INSTRUCTIONS FOR THE TASK: Arrange the lines of the listing below as a Markdown table with the columns "Row" and "Line," numbering the rows in order and leaving out blank lines. Include only the lines from the one containing "the white paw" through the last line of the listing, with both ends included.

EXERCISE INPUT:

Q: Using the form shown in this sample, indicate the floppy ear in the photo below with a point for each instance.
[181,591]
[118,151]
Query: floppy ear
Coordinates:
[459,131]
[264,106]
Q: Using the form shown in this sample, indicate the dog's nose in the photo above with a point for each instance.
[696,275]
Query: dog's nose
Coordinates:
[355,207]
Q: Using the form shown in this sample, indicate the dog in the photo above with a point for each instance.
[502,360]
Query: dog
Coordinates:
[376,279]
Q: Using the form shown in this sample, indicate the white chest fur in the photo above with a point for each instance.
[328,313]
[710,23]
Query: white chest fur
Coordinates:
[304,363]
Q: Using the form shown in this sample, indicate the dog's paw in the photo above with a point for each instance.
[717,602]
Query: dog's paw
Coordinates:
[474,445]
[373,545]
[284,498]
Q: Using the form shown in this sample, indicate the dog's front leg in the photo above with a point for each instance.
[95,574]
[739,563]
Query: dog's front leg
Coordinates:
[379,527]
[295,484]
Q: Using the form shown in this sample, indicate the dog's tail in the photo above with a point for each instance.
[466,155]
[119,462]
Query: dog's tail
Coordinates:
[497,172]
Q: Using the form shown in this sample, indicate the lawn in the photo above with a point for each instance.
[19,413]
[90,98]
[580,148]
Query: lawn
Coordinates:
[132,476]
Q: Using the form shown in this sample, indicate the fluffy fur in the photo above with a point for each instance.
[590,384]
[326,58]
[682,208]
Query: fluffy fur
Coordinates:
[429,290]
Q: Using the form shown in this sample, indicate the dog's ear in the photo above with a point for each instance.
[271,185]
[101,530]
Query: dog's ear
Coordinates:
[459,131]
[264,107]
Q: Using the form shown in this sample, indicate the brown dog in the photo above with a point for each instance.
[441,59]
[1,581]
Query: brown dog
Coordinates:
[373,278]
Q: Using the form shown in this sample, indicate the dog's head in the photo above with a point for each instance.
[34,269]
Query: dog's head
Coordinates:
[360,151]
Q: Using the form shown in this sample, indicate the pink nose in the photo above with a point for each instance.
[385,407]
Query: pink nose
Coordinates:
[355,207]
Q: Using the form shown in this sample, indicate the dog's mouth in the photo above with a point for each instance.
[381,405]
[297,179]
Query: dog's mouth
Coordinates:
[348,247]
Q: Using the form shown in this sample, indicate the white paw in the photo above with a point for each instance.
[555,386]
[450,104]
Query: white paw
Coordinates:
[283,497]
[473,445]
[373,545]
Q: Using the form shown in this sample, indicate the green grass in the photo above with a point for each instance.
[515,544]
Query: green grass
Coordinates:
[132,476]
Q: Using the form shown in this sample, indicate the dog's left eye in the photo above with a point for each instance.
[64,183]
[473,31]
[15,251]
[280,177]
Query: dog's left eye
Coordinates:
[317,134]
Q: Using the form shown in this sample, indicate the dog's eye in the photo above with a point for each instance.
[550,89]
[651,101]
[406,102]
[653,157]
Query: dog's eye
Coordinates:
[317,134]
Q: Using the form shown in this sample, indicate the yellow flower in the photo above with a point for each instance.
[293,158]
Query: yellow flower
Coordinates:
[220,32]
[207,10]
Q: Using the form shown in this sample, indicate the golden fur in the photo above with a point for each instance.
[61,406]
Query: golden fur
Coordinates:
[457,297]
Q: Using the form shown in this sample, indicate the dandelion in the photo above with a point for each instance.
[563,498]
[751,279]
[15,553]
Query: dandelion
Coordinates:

OUTPUT OF THE TASK:
| Row | Line |
|---|---|
| 1 | Q: Using the form shown in this sample, indicate the white paw in the photo above with a point for each instance. |
| 2 | [555,386] |
| 3 | [450,104] |
| 4 | Query: white paw |
| 5 | Coordinates: |
| 6 | [283,497] |
| 7 | [473,445] |
| 8 | [373,545] |
| 9 | Q: Using the form shown in this sample, indicate the green grass in the photo above with a point for each instance. |
| 10 | [515,544] |
| 11 | Query: green grass |
| 12 | Coordinates: |
| 13 | [132,476] |
| 14 | Q: Using the form shown in this sample, indicate the dog's left eye in the photo above with a point for each instance. |
| 15 | [64,183] |
| 16 | [473,31] |
| 17 | [15,251] |
| 18 | [280,177] |
| 19 | Query: dog's left eye |
| 20 | Coordinates: |
| 21 | [317,134] |
| 22 | Q: Using the form shown in this sample, indicate the dog's eye in the photo above with a point for each instance. |
| 23 | [550,89] |
| 24 | [651,101] |
| 25 | [406,102] |
| 26 | [653,157] |
| 27 | Query: dog's eye |
| 28 | Coordinates: |
| 29 | [317,134] |
| 30 | Q: Using the form shown in this sample, indicate the yellow flower in the photo above with a point for each instance. |
| 31 | [293,158] |
| 32 | Query: yellow flower |
| 33 | Coordinates: |
| 34 | [220,32] |
| 35 | [207,10] |
| 36 | Q: Using the form shown in this sample, indicate the golden fur in the photo above with a point for each instance. |
| 37 | [61,406] |
| 38 | Query: golden fur |
| 39 | Coordinates: |
| 40 | [457,297] |
| 41 | Q: Using the form shown in this sample, indicate the dandelion in the photo above with a point for each instance. |
| 42 | [563,498] |
| 43 | [751,279] |
| 44 | [15,553] |
| 45 | Query: dandelion |
| 46 | Coordinates: |